Reproduce each of the following records verbatim, keeping every line intact and in its original order.

◆ Task inputs ◆
----

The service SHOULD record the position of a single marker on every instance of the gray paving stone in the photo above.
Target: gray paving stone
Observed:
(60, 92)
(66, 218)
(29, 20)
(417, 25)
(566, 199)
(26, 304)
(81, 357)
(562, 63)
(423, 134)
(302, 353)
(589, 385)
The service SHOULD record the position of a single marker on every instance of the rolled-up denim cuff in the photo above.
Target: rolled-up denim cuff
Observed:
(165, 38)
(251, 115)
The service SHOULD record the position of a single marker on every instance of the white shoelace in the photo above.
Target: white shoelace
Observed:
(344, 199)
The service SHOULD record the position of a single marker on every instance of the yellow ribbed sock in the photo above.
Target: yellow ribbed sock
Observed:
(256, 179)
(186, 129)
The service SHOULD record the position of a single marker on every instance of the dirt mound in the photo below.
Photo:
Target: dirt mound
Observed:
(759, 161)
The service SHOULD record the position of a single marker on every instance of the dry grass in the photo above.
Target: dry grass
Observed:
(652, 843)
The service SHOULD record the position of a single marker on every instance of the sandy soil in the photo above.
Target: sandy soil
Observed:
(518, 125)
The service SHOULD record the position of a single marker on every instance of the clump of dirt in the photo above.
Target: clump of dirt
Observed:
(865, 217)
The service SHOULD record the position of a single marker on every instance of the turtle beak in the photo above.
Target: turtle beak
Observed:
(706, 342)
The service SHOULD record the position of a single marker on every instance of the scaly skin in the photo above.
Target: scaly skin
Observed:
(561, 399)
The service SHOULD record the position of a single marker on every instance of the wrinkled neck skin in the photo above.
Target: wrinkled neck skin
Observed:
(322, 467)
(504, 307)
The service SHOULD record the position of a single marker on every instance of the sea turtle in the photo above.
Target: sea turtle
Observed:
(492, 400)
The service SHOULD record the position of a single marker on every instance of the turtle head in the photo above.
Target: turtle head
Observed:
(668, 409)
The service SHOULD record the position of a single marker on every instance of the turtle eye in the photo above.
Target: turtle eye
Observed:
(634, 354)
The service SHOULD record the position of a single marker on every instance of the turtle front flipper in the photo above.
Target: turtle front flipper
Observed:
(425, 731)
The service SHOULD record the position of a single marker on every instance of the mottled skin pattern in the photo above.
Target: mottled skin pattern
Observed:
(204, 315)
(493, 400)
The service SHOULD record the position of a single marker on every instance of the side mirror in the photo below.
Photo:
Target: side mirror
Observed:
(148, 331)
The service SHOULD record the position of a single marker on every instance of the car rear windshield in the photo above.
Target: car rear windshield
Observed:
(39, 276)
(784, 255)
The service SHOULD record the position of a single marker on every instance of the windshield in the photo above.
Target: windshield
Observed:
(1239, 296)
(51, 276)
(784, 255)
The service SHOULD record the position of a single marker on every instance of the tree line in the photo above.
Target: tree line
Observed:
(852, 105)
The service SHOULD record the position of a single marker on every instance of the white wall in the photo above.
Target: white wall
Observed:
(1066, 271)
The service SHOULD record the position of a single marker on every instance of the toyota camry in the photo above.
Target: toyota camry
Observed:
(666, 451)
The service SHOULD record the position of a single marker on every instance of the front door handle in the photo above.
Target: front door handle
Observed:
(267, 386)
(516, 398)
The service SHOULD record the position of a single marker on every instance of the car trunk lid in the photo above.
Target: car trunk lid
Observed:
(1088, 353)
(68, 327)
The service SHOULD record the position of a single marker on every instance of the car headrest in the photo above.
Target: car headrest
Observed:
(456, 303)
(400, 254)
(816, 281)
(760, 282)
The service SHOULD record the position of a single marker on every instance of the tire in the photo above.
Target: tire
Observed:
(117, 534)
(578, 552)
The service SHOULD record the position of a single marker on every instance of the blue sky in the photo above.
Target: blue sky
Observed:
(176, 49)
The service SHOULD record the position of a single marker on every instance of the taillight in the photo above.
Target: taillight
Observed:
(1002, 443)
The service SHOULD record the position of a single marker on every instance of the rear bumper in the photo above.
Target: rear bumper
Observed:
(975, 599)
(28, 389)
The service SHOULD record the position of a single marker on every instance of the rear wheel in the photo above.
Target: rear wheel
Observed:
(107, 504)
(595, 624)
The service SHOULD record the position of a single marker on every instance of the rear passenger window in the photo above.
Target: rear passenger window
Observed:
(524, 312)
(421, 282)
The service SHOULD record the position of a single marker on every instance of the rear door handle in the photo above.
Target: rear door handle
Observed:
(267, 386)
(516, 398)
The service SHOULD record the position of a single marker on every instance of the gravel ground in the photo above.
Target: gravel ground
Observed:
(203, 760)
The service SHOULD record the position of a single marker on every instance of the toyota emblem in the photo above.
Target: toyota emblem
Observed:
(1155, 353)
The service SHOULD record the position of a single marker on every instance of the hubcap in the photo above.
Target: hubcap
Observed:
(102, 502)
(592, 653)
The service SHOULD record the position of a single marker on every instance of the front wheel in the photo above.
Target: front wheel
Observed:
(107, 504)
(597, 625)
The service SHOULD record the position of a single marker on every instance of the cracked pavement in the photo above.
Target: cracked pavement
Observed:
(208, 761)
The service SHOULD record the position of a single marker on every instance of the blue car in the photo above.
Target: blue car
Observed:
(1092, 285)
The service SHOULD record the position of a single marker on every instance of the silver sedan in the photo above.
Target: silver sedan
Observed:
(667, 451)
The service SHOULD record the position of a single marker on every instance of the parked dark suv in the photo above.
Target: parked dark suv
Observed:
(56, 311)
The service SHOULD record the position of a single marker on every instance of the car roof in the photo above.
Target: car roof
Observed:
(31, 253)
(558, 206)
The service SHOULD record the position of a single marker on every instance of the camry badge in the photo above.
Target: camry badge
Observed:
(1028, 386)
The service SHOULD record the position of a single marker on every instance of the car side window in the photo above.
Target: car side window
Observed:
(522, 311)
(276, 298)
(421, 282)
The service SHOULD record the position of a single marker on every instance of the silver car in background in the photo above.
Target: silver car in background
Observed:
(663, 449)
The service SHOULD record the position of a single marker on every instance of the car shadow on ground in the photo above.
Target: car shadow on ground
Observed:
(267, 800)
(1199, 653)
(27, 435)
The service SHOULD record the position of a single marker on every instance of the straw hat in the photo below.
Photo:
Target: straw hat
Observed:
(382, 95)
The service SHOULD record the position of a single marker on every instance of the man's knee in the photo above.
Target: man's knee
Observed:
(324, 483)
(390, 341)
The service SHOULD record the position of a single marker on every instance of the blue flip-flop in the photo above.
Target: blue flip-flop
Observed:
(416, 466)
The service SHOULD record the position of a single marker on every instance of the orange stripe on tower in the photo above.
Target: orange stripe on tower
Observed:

----

◆ Solution below ◆
The service SHOULD record the position of a single marker on every instance of the gray paving stone in the photo above.
Target: gray paving stone
Observed:
(60, 92)
(66, 218)
(29, 20)
(417, 25)
(566, 199)
(26, 304)
(81, 357)
(562, 63)
(423, 134)
(302, 353)
(589, 385)
The service SHOULD record the position of a single marker on every instance of the rolled-up denim cuff in the photo above.
Target: rolled-up denim cuff
Observed:
(165, 38)
(251, 115)
The service SHOULD record the position of a single marker on every instance of the white shoelace in the photo above.
Target: white shoelace
Observed:
(344, 199)
The service SHOULD record the position of a single marker on every instance of the yellow ribbed sock in the photo above.
Target: yellow ribbed sock
Observed:
(256, 179)
(186, 129)
The service SHOULD record the position of a single marker on every instance of the dirt mound in the photo below.
Photo:
Target: dirt mound
Observed:
(759, 161)
The service SHOULD record the position of a single marker on every instance of the dry grass in the photo above.
Target: dry grass
Observed:
(652, 843)
The service SHOULD record the position of a single marker on every instance of the sandy soil in the photo above.
Target: sandy soil
Observed:
(518, 125)
The service SHOULD record the position of a single marker on every instance of the clump of dirt in the photo above.
Target: clump of dirt
Observed:
(865, 217)
The service SHOULD record the position of a single marker on every instance of the turtle beak in the photo above.
Target: turtle beak
Observed:
(706, 342)
The service SHOULD record the position of a single marker on every instance of the scaly skin in the photo above.
Target: scaly skin
Observed:
(561, 399)
The service SHOULD record the position of a single marker on every instance of the wrinkled neck skin in the photo above.
Target: wrinkled neck skin
Observed:
(322, 467)
(504, 307)
The service SHOULD record the position of a single marker on every instance of the sea turtle in the photo above.
Target: sea turtle
Observed:
(492, 400)
The service SHOULD record the position of a single marker on every instance of the turtle head in the photo above.
Target: turtle head
Observed:
(668, 409)
The service SHOULD record the position of a single marker on every instance of the turtle eye in the photo above.
Target: turtle eye
Observed:
(634, 354)
The service SHOULD record the position of a single marker on every instance of the turtle front flipper in the photo above.
Target: turtle front flipper
Observed:
(425, 731)
The service SHOULD record the position of a single marker on every instance of the mottled skin pattern in the photo above.
Target: mottled skin pattern
Observed:
(204, 315)
(493, 400)
The service SHOULD record the position of a single marker on every instance of the side mirror in the photo below.
Photo:
Target: side mirror
Observed:
(148, 331)
The service SHOULD record the position of a single marker on every instance of the car rear windshield in the photo above.
Target: car rear windshield
Observed:
(39, 276)
(784, 255)
The service SHOULD record the position of a single marker on every instance of the windshield in the photo above.
Target: windshield
Observed:
(1239, 296)
(51, 276)
(784, 255)
The service SHOULD record the position of a single marker on every instance of the tree line in the photo above.
Target: tree line
Observed:
(852, 105)
The service SHOULD record the position of a single marker on every instance of the white wall in the photo above.
Target: white wall
Observed:
(1066, 271)
The service SHOULD record the position of a single marker on every instance of the toyota camry in the photo above.
Target: toyota camry
Observed:
(666, 451)
The service SHOULD record the position of a single marker on every instance of the front door handle in the photo above.
Target: front door handle
Observed:
(267, 386)
(516, 398)
The service SHOULD record the position of a single marker on every instance of the car trunk lid in the photo above.
Target: car trunk lid
Observed:
(1088, 353)
(68, 327)
The service SHOULD record the position of a single marker on every instance of the car headrest in the photo above.
Target: car headrest
Observed:
(456, 303)
(400, 254)
(816, 281)
(760, 282)
The service SHOULD record the position of a single marker on every instance of the tire in the photo above.
Target: tire
Observed:
(117, 534)
(578, 552)
The service SHOULD record the position of a single marker on every instance of the blue sky in the photo above.
Target: blue sky
Observed:
(176, 49)
The service SHOULD record the position of a single marker on every instance of the taillight in the photo above.
Target: taillight
Observed:
(1002, 443)
The service SHOULD record the position of a single marker on every instance of the rear bumper in the photo above.
Target: rear bumper
Observed:
(975, 599)
(28, 389)
The service SHOULD record the position of a single marker on every instance of the rear wheel in the photo above.
Target: rear wheel
Observed:
(107, 504)
(595, 624)
The service SHOULD record the position of a single marker on every instance of the rear passenger window in the photo above.
Target: rear passenger window
Observed:
(524, 312)
(421, 282)
The service SHOULD record the position of a single marker on every instance of the rear door handle in the photo above.
Target: rear door handle
Observed:
(267, 386)
(516, 398)
The service SHOULD record the position of a single marker on every instance of the gravel ground in the photo above.
Target: gravel ground
Observed:
(203, 760)
The service SHOULD record the position of a single marker on every instance of the toyota emblem in the photo above.
Target: toyota emblem
Observed:
(1155, 353)
The service SHOULD record the position of a single marker on every instance of the hubcap in the photo above.
Target: hubcap
Observed:
(102, 502)
(592, 653)
The service SHOULD record the position of a single marker on every instance of the front wheel in the photo above.
Target: front wheel
Observed:
(107, 504)
(597, 625)
The service SHOULD record the position of a single marker on every instance of the cracked pavement in the photo above.
Target: cracked pavement
Observed:
(208, 761)
The service SHOULD record the position of a single marker on every instance of the blue car in the photo above.
Target: blue car
Observed:
(1092, 285)
The service SHOULD record the position of a single marker on every instance of the silver sedan in the photo above.
Target: silver sedan
Observed:
(667, 451)
The service SHOULD record the position of a single marker on every instance of the parked dark suv in the photo above.
Target: parked dark suv
Observed:
(56, 311)
The service SHOULD record the position of a single marker on every instance of the car roof in the photo above.
Target: car roof
Observed:
(31, 253)
(558, 206)
The service SHOULD record the position of a single marker on every instance of the camry badge in the photo above.
Target: camry badge
Observed:
(1028, 386)
The service SHOULD record the position of a single marker on every instance of the car side window in the photo above.
Target: car side window
Observed:
(522, 311)
(276, 298)
(421, 282)
The service SHOULD record the position of a single marker on every instance of the silver car in background in the photo above.
Target: silver car in background
Observed:
(663, 449)
The service SHOULD record the position of a single marker on every instance of the car shadow on ground in the photo above.
Target: car shadow on ground
Observed:
(267, 800)
(1199, 653)
(27, 435)
The service SHOULD record the position of a single marker on every instance of the straw hat in the photo below.
Photo:
Target: straw hat
Observed:
(382, 95)
The service SHOULD record the position of a single marker on every instance of the man's knee in the photo above.
Target: man's knee
Observed:
(324, 483)
(390, 341)
The service SHOULD record the position of a single marker on every instance of the blue flip-flop in the photo above.
Target: blue flip-flop
Observed:
(416, 466)
The service SHOULD record the position of a single marker on every instance of the orange stripe on tower in the photo above.
Target: orange stripe on tower
Observed:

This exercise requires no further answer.